DIRECTIONS: Each entry below is to be returned exactly, with any pictures left out.

DATA FOR ANALYSIS:

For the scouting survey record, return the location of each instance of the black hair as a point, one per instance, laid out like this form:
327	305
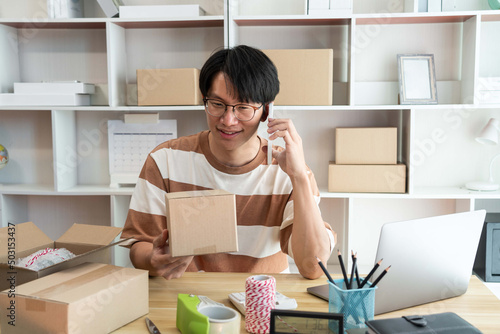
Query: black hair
250	72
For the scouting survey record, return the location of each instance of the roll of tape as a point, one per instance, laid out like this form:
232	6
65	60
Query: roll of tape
222	319
260	293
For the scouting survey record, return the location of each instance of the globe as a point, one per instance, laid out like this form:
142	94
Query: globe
4	156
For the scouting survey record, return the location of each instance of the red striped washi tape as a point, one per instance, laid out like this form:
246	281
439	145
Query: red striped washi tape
260	293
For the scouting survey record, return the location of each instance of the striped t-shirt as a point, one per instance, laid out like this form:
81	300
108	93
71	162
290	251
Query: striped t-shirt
264	203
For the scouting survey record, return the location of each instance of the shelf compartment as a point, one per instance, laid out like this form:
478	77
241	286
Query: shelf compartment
35	55
453	46
440	131
81	147
131	49
27	135
64	211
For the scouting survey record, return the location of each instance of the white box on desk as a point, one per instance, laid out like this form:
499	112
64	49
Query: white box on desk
10	99
54	88
89	298
90	243
161	11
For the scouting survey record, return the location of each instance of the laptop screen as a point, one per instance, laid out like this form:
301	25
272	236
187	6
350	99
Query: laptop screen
430	258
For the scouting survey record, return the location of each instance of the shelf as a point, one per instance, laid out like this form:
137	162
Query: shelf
380	18
289	20
48	190
412	18
197	22
454	192
144	109
80	23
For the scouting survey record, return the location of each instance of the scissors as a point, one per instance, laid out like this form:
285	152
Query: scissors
152	327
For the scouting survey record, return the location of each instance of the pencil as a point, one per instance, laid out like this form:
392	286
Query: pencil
325	271
381	276
356	269
353	269
341	262
370	273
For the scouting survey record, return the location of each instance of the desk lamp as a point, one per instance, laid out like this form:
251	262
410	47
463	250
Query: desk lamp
488	136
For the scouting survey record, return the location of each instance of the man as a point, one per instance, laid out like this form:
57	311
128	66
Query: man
237	85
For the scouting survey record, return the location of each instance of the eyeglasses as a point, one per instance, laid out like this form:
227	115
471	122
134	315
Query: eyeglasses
243	112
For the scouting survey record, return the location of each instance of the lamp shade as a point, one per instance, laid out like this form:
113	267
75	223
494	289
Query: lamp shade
489	134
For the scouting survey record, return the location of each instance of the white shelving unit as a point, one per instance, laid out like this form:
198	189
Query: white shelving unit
58	172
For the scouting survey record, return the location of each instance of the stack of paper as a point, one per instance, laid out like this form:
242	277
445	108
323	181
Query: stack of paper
72	93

COMPLETED TASK:
For the scouting survey record, return the location of each instance of the black hair as a point, one per instance, laid out like this form:
327	305
Query: black hair
250	72
For the scouting survey record, return the location of each instance of the roll of tape as a point, one per instance, laid out like this form:
232	6
65	60
Query: roll of tape
222	319
260	293
For the scouting survey record, return the location of each instance of the globe as a point, one per instance, laid out like this form:
142	94
Query: globe
4	156
For the scouting survey record, return the location of each instance of the red striped washi tape as a point, one per instance, laid out like this form:
246	281
439	145
Query: red striped washi tape
260	293
For the scouting survey record, return the location of each instance of the striped t-shirt as a point, one per instance, laid out like this form:
81	300
108	93
71	162
290	251
Query: striped t-shirt
264	203
For the scouting survey record, return the location of each instance of the shelf compartment as a point, one per instance, laid out like this form:
478	77
241	286
Query: shelf compartment
35	55
453	46
440	131
81	147
131	49
27	135
64	211
For the scouting survey record, return the location of each instance of the white box on desk as a point, one per instance, laid out like this form:
499	112
64	49
Query: white box on desk
10	99
54	88
89	298
90	243
161	11
For the scouting survey record, return the location of each instance of the laptop screen as a point, one per instance, laid out like this form:
301	25
272	236
187	6
350	99
Query: laptop screen
430	258
For the scouting survey record, return the location of each instance of the shelf as a point, one per instance, laid out like this form:
137	162
Query: shelf
380	18
289	20
48	190
412	18
197	22
454	192
144	109
80	23
For the scouting survey record, return the location of each instance of the scissors as a point, one per instance, laid out like this form:
285	152
Query: scissors
152	327
For the scouting survey record, return the location of each instance of the pencil as a point, one per instance, laid out like this form:
392	286
Query: pencil
325	271
381	276
356	269
353	269
341	262
370	273
For the scouting survey record, return the location of each instance of the desk lamp as a point, one per instance, laid out like this form:
251	262
410	47
463	250
Query: desk lamp
488	136
For the scouting survey record, return the location of each instance of the man as a point, one per instance, laid out like this form:
57	311
128	66
Query: man
237	85
For the scouting survey record, return the location of each instance of the eyeglasses as a point, one per instance, laid out like this form:
227	115
471	122
134	315
Query: eyeglasses
243	112
For the scouting survey record, return the location of each instance of the lamp shade as a point, one per instance, laid out like this form:
113	267
75	223
494	289
Query: lamp shade
489	134
For the scouting survey record, return the location of each instance of the white shelving unit as a point, one per instance, laid out like this form:
198	189
Query: white shelving unit
58	172
For the scouting survey record, return the location of each instance of the stack of paper as a point, one per instance, laid out like this form:
242	277
445	108
323	181
Query: stack of paper
72	93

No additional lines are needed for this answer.